Gather every line below that contains the string "boxes". Copy each such line in full.
** START OF Data supplied **
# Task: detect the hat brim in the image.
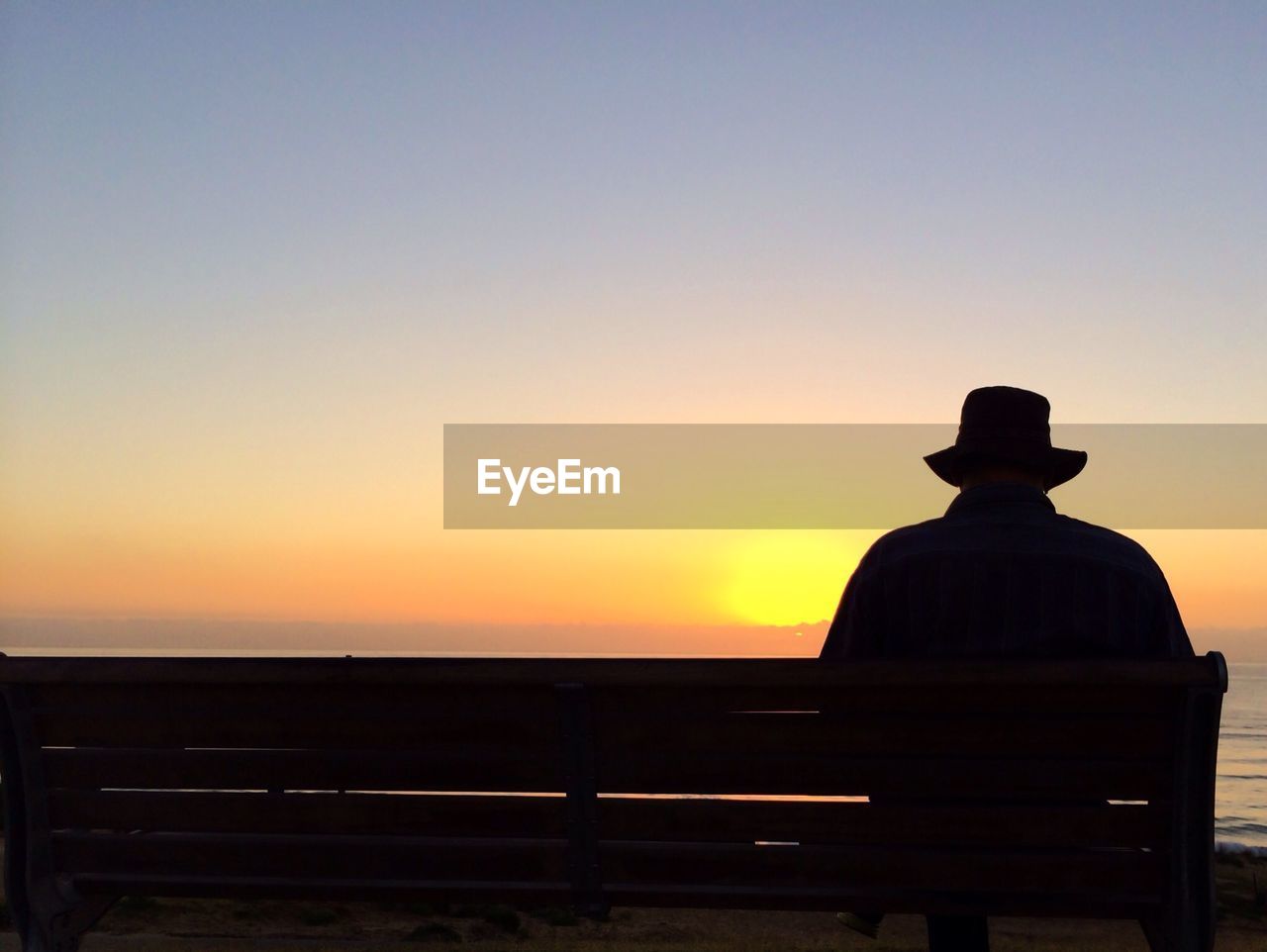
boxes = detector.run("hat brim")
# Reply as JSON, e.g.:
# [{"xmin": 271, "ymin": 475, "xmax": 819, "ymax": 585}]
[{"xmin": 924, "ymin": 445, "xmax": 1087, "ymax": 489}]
** END OF Data supplied **
** START OF Data supplied **
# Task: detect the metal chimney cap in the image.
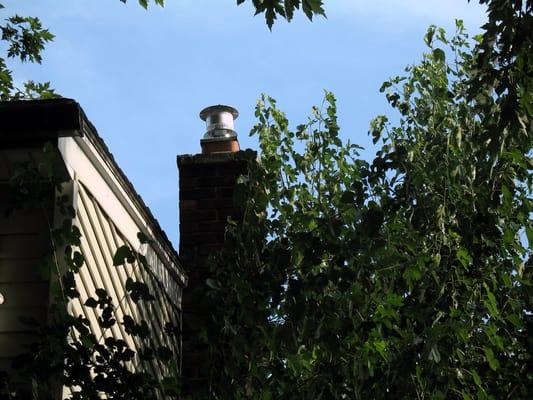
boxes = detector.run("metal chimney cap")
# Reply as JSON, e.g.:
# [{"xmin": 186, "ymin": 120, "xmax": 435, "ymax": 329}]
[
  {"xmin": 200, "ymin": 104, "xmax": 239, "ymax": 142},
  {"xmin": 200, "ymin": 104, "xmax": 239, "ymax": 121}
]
** END OF Data supplied **
** START OF Data supplied **
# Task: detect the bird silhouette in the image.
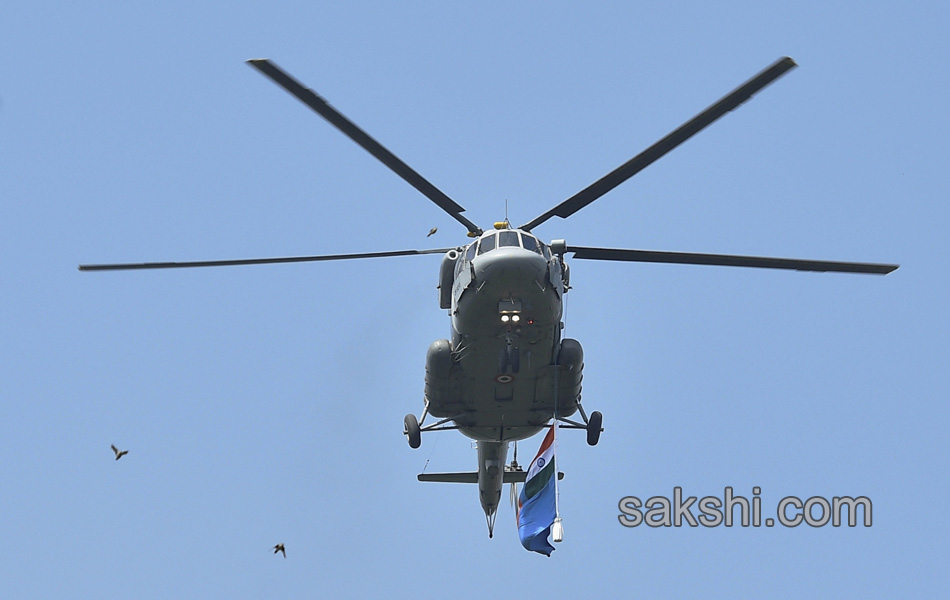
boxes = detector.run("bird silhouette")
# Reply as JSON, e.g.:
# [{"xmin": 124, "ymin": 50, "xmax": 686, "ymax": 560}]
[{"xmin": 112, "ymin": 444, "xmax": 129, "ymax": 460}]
** END OF Data supplied **
- [Exercise answer]:
boxes = detector.run("hat brim")
boxes = detector.run("metal chimney cap")
boxes = detector.run("bird silhouette")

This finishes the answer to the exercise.